提示された文章:
大阪市長選には、これまでに、自民党の大阪市議の北野妙子氏が無所属で立候補する意向を表明しているほか、大阪維新の会が府議の横山英幸氏の擁立を決めています。
公開討論会に先立ち、立候補を予定されている2人に公開質問状を郵送しました。
質問は三つ。
まず、29年に開業が予定されている夢洲地区でのIR(カジノを含む統合リゾート)について、①予定通り開業させたい②懸念事項があるので中止させたい③夢洲IRについて賛否を問う住民投票を行い、その結果に従いたい――と尋ねています。
2問目は、25年に開催が予定されている大阪・関西万博について、①予定通り夢洲で開催したい②夢洲での開催は問題があるので、別の場所で開催したい③中止させたいか、どうか。
最後に、大阪市政に関することで訴えたいことを400字以内でお願いしました。当日は、この質問以外にさまざまな街の問題について議論する予定です。問い合わせは「路上のラジオ」(06・6170・4757)まで。
まもなく新型コロナウイルスが流行して4回目の春。収束にはまだ時間がかかりそうですが、会える時にお会いしたいので、お花見集いを開きます。
4月8日(土)正午~大阪城公園にある教育塔の東側。大阪の満開日は3月31日と予想されていますが、桜の花びらが散る中で出会いと再会を楽しみましょう。お弁当や飲み物は各自ご持参ください。

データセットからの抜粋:
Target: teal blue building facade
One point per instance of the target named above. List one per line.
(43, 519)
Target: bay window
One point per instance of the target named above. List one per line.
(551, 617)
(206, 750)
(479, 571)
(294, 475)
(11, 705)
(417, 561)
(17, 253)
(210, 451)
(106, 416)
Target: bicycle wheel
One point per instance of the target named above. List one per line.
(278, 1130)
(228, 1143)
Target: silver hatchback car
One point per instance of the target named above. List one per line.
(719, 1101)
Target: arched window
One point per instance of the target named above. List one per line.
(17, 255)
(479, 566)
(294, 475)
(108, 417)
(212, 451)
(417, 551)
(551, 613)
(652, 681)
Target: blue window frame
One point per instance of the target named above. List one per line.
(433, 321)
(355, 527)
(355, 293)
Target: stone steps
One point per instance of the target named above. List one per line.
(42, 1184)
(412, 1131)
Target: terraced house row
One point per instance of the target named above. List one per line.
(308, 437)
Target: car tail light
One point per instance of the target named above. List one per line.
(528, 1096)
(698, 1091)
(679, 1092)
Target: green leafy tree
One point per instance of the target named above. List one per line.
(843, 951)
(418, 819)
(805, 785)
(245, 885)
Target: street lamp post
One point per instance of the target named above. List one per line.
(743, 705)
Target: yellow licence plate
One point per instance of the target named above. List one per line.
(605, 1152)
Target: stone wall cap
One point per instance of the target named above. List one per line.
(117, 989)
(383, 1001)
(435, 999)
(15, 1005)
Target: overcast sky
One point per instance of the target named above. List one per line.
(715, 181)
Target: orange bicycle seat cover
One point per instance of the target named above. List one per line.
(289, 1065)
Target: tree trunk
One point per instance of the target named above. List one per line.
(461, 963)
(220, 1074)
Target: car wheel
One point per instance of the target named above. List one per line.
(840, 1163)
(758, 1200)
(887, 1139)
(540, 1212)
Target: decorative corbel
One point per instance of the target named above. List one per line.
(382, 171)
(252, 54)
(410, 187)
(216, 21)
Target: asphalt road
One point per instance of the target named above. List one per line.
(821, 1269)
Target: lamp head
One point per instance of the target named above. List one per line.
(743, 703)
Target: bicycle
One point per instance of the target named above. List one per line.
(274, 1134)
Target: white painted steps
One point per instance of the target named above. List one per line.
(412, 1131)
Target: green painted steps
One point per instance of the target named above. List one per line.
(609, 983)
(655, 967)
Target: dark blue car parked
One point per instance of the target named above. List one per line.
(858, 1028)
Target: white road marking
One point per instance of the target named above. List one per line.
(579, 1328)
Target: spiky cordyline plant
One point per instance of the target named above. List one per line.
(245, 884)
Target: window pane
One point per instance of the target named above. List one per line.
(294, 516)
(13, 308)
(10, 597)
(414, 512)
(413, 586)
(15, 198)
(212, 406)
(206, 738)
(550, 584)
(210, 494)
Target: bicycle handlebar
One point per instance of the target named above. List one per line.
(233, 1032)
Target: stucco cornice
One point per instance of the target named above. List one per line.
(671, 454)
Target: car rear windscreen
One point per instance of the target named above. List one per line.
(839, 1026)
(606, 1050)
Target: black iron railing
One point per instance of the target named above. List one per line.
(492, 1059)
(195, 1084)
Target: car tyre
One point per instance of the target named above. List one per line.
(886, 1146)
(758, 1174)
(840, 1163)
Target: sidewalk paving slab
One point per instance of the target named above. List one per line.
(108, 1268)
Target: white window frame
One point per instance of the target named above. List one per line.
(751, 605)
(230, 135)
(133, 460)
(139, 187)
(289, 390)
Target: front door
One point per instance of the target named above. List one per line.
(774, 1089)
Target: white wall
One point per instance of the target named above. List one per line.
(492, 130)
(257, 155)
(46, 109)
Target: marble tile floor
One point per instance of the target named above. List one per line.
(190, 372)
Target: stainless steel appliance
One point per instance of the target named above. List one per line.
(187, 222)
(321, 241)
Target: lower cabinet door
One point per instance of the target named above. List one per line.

やること:
**a.** 文章の「公開討論会に先立ち、立候補を予定されている2人に公開質問状を郵送しました。」から「飲み物は各自ご持参ください。」までを、最後の語句も含めて一字一句そのまま書き写してください。
**b.** 文章によると、お花見集いはどこで開かれますか。

記入した答え:
**a.**
公開討論会に先立ち、立候補を予定されている2人に公開質問状を郵送しました。
質問は三つ。
まず、29年に開業が予定されている夢洲地区でのIR(カジノを含む統合リゾート)について、①予定通り開業させたい②懸念事項があるので中止させたい③夢洲IRについて賛否を問う住民投票を行い、その結果に従いたい――と尋ねています。
2問目は、25年に開催が予定されている大阪・関西万博について、①予定通り夢洲で開催したい②夢洲での開催は問題があるので、別の場所で開催したい③中止させたいか、どうか。
最後に、大阪市政に関することで訴えたいことを400字以内でお願いしました。当日は、この質問以外にさまざまな街の問題について議論する予定です。問い合わせは「路上のラジオ」(06・6170・4757)まで。
まもなく新型コロナウイルスが流行して4回目の春。収束にはまだ時間がかかりそうですが、会える時にお会いしたいので、お花見集いを開きます。
4月8日(土)正午~大阪城公園にある教育塔の東側。大阪の満開日は3月31日と予想されていますが、桜の花びらが散る中で出会いと再会を楽しみましょう。お弁当や飲み物は各自ご持参ください。

**b.** 大阪城公園にある教育塔の東側です。